Your instructions – If a line in the data below contains "person", copy it.

[Data excerpts]
★ ★ ★ ★ ★
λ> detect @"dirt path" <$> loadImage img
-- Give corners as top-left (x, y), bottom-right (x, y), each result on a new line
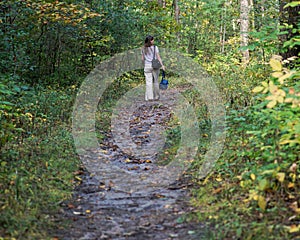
top-left (53, 88), bottom-right (205, 240)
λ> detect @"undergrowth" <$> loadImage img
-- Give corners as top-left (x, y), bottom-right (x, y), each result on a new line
top-left (188, 56), bottom-right (300, 239)
top-left (0, 81), bottom-right (81, 239)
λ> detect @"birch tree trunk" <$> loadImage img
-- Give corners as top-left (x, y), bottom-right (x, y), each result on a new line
top-left (240, 0), bottom-right (250, 63)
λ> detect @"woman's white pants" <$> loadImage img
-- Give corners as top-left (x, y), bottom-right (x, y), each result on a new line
top-left (144, 64), bottom-right (160, 101)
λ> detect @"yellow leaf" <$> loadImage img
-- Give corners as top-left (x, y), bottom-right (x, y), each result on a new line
top-left (216, 177), bottom-right (223, 182)
top-left (276, 172), bottom-right (285, 182)
top-left (290, 173), bottom-right (296, 182)
top-left (266, 95), bottom-right (276, 101)
top-left (258, 195), bottom-right (267, 211)
top-left (288, 195), bottom-right (296, 200)
top-left (271, 71), bottom-right (283, 78)
top-left (263, 88), bottom-right (269, 94)
top-left (262, 81), bottom-right (268, 87)
top-left (280, 139), bottom-right (292, 145)
top-left (269, 80), bottom-right (275, 89)
top-left (277, 89), bottom-right (286, 97)
top-left (267, 100), bottom-right (277, 108)
top-left (240, 181), bottom-right (245, 187)
top-left (250, 173), bottom-right (256, 180)
top-left (236, 175), bottom-right (242, 180)
top-left (75, 176), bottom-right (82, 181)
top-left (288, 182), bottom-right (295, 188)
top-left (277, 96), bottom-right (284, 103)
top-left (270, 58), bottom-right (282, 72)
top-left (290, 201), bottom-right (300, 213)
top-left (287, 224), bottom-right (300, 233)
top-left (284, 98), bottom-right (293, 103)
top-left (248, 190), bottom-right (259, 200)
top-left (252, 86), bottom-right (264, 93)
top-left (292, 101), bottom-right (300, 108)
top-left (278, 72), bottom-right (293, 84)
top-left (269, 84), bottom-right (278, 94)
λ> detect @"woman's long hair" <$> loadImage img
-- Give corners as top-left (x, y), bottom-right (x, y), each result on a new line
top-left (143, 35), bottom-right (154, 54)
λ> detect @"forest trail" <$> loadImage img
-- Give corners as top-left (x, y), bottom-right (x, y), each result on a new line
top-left (53, 88), bottom-right (205, 240)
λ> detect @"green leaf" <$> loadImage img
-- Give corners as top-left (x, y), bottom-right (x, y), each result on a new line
top-left (258, 178), bottom-right (269, 191)
top-left (284, 1), bottom-right (300, 8)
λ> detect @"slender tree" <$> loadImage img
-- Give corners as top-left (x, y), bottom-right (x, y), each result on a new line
top-left (240, 0), bottom-right (250, 62)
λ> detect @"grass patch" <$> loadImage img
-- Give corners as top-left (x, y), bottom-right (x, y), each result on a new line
top-left (0, 125), bottom-right (80, 239)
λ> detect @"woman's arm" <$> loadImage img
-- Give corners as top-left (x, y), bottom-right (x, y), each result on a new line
top-left (141, 50), bottom-right (145, 62)
top-left (156, 52), bottom-right (165, 71)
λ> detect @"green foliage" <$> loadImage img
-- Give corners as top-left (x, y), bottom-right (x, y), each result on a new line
top-left (0, 75), bottom-right (25, 149)
top-left (190, 56), bottom-right (299, 239)
top-left (188, 1), bottom-right (299, 236)
top-left (0, 125), bottom-right (80, 239)
top-left (0, 79), bottom-right (79, 238)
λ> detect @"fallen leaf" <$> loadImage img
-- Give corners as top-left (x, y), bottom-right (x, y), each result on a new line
top-left (67, 204), bottom-right (75, 209)
top-left (75, 176), bottom-right (82, 181)
top-left (73, 211), bottom-right (82, 215)
top-left (216, 177), bottom-right (222, 182)
top-left (213, 187), bottom-right (223, 194)
top-left (258, 195), bottom-right (267, 211)
top-left (276, 172), bottom-right (285, 183)
top-left (258, 178), bottom-right (269, 191)
top-left (286, 224), bottom-right (300, 233)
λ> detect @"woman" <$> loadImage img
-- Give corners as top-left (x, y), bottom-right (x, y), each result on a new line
top-left (141, 35), bottom-right (165, 101)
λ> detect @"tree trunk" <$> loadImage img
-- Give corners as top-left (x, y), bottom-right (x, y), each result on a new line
top-left (240, 0), bottom-right (250, 63)
top-left (220, 5), bottom-right (226, 53)
top-left (174, 0), bottom-right (180, 24)
top-left (158, 0), bottom-right (166, 7)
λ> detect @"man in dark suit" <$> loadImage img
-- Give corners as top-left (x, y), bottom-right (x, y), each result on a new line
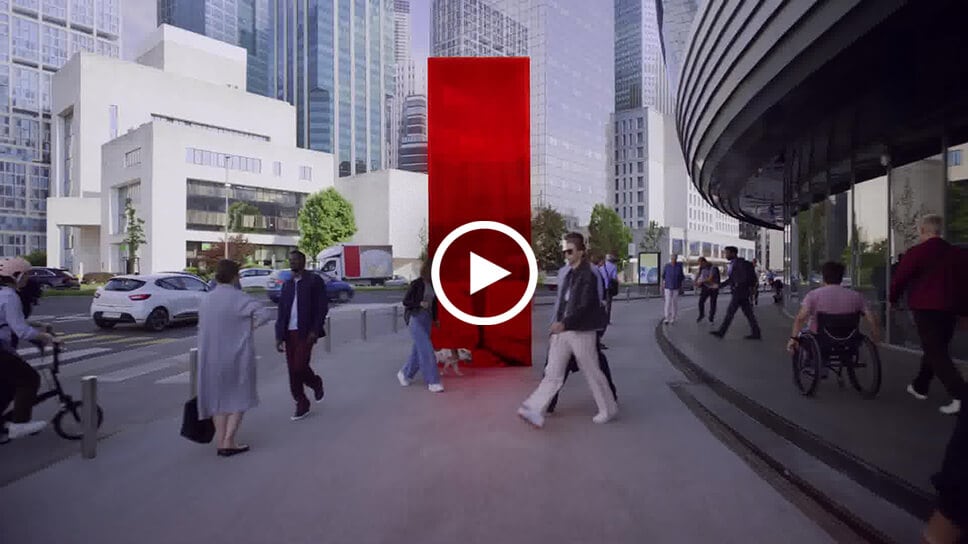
top-left (276, 250), bottom-right (328, 420)
top-left (711, 246), bottom-right (762, 340)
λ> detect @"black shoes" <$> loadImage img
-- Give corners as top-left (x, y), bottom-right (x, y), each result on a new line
top-left (745, 334), bottom-right (762, 340)
top-left (314, 383), bottom-right (325, 403)
top-left (291, 405), bottom-right (310, 421)
top-left (217, 445), bottom-right (250, 457)
top-left (710, 331), bottom-right (725, 339)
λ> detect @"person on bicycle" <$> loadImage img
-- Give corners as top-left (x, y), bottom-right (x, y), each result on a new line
top-left (786, 261), bottom-right (881, 355)
top-left (0, 256), bottom-right (57, 442)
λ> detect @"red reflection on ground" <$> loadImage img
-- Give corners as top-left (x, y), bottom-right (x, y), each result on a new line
top-left (427, 57), bottom-right (532, 367)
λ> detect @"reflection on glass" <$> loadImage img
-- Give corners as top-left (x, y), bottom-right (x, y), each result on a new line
top-left (849, 175), bottom-right (889, 326)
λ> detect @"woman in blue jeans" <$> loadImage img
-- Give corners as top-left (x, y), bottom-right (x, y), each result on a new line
top-left (397, 261), bottom-right (443, 393)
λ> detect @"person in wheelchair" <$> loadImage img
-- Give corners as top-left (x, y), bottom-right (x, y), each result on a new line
top-left (786, 261), bottom-right (881, 368)
top-left (0, 257), bottom-right (58, 443)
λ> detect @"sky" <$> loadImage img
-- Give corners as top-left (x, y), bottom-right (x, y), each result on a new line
top-left (122, 0), bottom-right (432, 63)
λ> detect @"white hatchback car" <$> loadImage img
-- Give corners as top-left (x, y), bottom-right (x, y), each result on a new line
top-left (90, 274), bottom-right (210, 331)
top-left (239, 268), bottom-right (273, 289)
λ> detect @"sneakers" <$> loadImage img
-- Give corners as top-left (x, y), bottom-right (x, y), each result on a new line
top-left (940, 399), bottom-right (961, 415)
top-left (428, 383), bottom-right (444, 393)
top-left (396, 370), bottom-right (411, 387)
top-left (314, 382), bottom-right (325, 403)
top-left (906, 384), bottom-right (928, 401)
top-left (592, 410), bottom-right (617, 424)
top-left (291, 405), bottom-right (310, 421)
top-left (5, 420), bottom-right (47, 439)
top-left (517, 406), bottom-right (544, 428)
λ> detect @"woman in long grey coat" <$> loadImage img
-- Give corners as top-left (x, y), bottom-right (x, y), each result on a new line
top-left (197, 260), bottom-right (273, 457)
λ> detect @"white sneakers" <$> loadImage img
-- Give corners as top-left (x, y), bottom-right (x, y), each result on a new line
top-left (940, 399), bottom-right (961, 415)
top-left (592, 410), bottom-right (618, 424)
top-left (517, 406), bottom-right (544, 428)
top-left (906, 384), bottom-right (960, 415)
top-left (396, 370), bottom-right (411, 387)
top-left (428, 383), bottom-right (444, 393)
top-left (5, 420), bottom-right (47, 439)
top-left (397, 370), bottom-right (444, 392)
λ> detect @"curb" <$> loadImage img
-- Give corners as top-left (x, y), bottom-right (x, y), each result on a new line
top-left (654, 320), bottom-right (934, 543)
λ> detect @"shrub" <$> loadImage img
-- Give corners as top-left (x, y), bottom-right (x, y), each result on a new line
top-left (81, 272), bottom-right (115, 285)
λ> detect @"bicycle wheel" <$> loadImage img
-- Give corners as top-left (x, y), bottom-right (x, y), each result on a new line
top-left (847, 337), bottom-right (882, 399)
top-left (792, 334), bottom-right (822, 396)
top-left (53, 402), bottom-right (104, 440)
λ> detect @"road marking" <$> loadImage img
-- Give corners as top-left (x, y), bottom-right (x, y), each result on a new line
top-left (58, 333), bottom-right (96, 341)
top-left (64, 334), bottom-right (121, 345)
top-left (95, 336), bottom-right (153, 345)
top-left (156, 371), bottom-right (189, 385)
top-left (28, 347), bottom-right (112, 368)
top-left (98, 359), bottom-right (181, 383)
top-left (125, 338), bottom-right (180, 348)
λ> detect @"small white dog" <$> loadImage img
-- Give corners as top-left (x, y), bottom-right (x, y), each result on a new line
top-left (435, 348), bottom-right (473, 376)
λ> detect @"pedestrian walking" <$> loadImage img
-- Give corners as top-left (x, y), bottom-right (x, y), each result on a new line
top-left (547, 251), bottom-right (617, 413)
top-left (891, 214), bottom-right (967, 415)
top-left (710, 246), bottom-right (762, 340)
top-left (662, 254), bottom-right (685, 324)
top-left (921, 404), bottom-right (967, 543)
top-left (275, 250), bottom-right (328, 421)
top-left (750, 259), bottom-right (761, 305)
top-left (517, 233), bottom-right (618, 428)
top-left (0, 257), bottom-right (56, 443)
top-left (397, 260), bottom-right (444, 393)
top-left (695, 257), bottom-right (721, 323)
top-left (197, 259), bottom-right (273, 457)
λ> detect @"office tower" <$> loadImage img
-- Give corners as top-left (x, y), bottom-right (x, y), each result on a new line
top-left (274, 0), bottom-right (395, 178)
top-left (393, 0), bottom-right (410, 62)
top-left (654, 0), bottom-right (702, 94)
top-left (431, 0), bottom-right (527, 57)
top-left (0, 0), bottom-right (121, 257)
top-left (158, 0), bottom-right (273, 97)
top-left (615, 0), bottom-right (673, 114)
top-left (387, 0), bottom-right (415, 169)
top-left (437, 0), bottom-right (611, 227)
top-left (398, 94), bottom-right (427, 173)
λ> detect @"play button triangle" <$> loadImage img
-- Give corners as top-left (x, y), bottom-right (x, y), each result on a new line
top-left (469, 252), bottom-right (511, 295)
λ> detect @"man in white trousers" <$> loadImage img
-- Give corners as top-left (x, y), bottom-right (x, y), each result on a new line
top-left (662, 254), bottom-right (685, 324)
top-left (517, 233), bottom-right (618, 428)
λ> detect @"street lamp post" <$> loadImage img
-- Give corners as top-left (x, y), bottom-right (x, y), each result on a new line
top-left (224, 155), bottom-right (231, 259)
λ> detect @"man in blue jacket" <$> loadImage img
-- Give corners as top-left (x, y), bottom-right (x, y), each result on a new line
top-left (276, 250), bottom-right (328, 420)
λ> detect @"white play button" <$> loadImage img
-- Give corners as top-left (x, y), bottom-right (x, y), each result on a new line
top-left (469, 252), bottom-right (511, 295)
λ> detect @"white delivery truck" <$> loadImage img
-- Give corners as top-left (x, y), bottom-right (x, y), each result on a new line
top-left (317, 244), bottom-right (394, 285)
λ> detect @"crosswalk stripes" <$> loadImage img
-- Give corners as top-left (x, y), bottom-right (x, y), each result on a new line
top-left (16, 332), bottom-right (182, 368)
top-left (26, 347), bottom-right (112, 369)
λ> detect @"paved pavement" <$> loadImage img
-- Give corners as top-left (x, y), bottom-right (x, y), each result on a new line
top-left (0, 299), bottom-right (847, 544)
top-left (659, 298), bottom-right (961, 532)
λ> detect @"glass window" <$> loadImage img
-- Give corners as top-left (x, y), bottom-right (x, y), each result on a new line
top-left (183, 277), bottom-right (208, 292)
top-left (273, 161), bottom-right (281, 176)
top-left (637, 162), bottom-right (644, 173)
top-left (70, 0), bottom-right (94, 27)
top-left (299, 166), bottom-right (311, 181)
top-left (96, 0), bottom-right (120, 36)
top-left (41, 25), bottom-right (68, 67)
top-left (69, 31), bottom-right (95, 55)
top-left (43, 0), bottom-right (68, 21)
top-left (108, 104), bottom-right (117, 138)
top-left (12, 17), bottom-right (39, 62)
top-left (11, 67), bottom-right (38, 111)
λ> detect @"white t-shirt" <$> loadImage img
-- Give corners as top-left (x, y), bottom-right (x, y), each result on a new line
top-left (288, 275), bottom-right (301, 331)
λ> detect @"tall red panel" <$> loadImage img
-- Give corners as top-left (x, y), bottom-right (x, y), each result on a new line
top-left (428, 57), bottom-right (532, 367)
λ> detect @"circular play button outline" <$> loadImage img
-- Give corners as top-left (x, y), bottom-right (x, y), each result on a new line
top-left (431, 220), bottom-right (538, 326)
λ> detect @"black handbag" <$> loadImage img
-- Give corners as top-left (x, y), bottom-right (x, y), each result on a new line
top-left (180, 397), bottom-right (215, 444)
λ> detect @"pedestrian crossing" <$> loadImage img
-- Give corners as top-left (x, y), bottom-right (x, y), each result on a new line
top-left (29, 313), bottom-right (90, 323)
top-left (17, 332), bottom-right (184, 368)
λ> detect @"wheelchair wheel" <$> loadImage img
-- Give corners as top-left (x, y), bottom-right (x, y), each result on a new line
top-left (53, 401), bottom-right (104, 440)
top-left (791, 334), bottom-right (822, 396)
top-left (847, 336), bottom-right (882, 399)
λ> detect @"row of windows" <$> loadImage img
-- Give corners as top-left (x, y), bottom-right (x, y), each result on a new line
top-left (153, 114), bottom-right (270, 142)
top-left (614, 117), bottom-right (645, 132)
top-left (185, 147), bottom-right (262, 174)
top-left (615, 146), bottom-right (645, 161)
top-left (614, 161), bottom-right (645, 176)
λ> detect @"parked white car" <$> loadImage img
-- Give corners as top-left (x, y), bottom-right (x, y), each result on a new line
top-left (90, 273), bottom-right (210, 331)
top-left (239, 268), bottom-right (273, 289)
★ ★ ★ ★ ★
Written solution –
λ> detect @"person on bicycle" <$> loadImage img
λ> detect @"person in wheelchair" <$> loadImage img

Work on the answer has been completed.